→ **TEXT PROVIDED**

++++++++++

The primary goal of this study is to detect code injection by applying static analysis to the source code. This section describes the static analysis algorithm the inventors developed and theirs experiments to test and evaluate theirs proposed method, MSDT (see the Experiments section).

    • a. As presented in the Open-source packages' security issues section, in supply chain attacks, the injected functionality will often be added to the source of the targeted program. Therefore, the code will be changed. This study presents MSDT, an algorithm to detect the mentioned difference in the program's functionality for a chosen PL, by the four following steps (see example 10 of FIG. 1):
      • i. Data collection. In this step, the inventors collect sufficient function implementations of the chosen PL, for each function type. For example, to detect code injection in the “encode” function, the inventors collect a sufficient amount of “encode” implementations to better estimate the distribution of the implementations. In addition, the collected data can be different versions of the same function. The collection of data can be manually collected from any code-base warehouse (such as GitHub) or extracted from an existing code dataset: for example, an existing dataset of functions with their names and implementations (see Datasets section).

++++++++++

In the passage on detecting code injection, what is the name of the first of MSDT's four steps?

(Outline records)
++++++++++

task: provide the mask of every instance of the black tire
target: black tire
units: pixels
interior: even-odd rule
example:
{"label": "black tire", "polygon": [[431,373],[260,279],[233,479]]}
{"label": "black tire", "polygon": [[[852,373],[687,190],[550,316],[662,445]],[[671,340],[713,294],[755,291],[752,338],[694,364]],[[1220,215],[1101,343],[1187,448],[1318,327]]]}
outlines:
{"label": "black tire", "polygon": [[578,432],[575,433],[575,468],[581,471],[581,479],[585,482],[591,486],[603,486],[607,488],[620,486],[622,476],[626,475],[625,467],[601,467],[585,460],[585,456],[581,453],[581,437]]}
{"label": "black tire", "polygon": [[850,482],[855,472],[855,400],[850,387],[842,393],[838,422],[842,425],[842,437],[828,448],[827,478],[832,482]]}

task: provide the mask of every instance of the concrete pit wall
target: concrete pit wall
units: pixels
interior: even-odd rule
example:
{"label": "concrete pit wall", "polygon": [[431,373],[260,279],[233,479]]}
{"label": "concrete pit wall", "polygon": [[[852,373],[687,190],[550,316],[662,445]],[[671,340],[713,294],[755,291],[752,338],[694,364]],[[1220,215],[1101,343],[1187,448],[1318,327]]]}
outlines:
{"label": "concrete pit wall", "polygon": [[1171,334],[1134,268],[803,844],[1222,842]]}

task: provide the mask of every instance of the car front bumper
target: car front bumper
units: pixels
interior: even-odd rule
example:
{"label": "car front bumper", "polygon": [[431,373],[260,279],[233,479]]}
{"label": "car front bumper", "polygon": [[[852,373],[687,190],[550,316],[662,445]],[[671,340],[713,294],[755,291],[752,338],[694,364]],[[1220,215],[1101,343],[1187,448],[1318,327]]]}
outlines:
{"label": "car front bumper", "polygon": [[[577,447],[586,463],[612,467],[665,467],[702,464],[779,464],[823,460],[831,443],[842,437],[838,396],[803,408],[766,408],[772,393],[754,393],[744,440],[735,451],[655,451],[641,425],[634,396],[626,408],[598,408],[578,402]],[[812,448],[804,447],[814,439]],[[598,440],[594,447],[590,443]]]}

++++++++++

→ **CORRECT RESPONSE**
Data collection.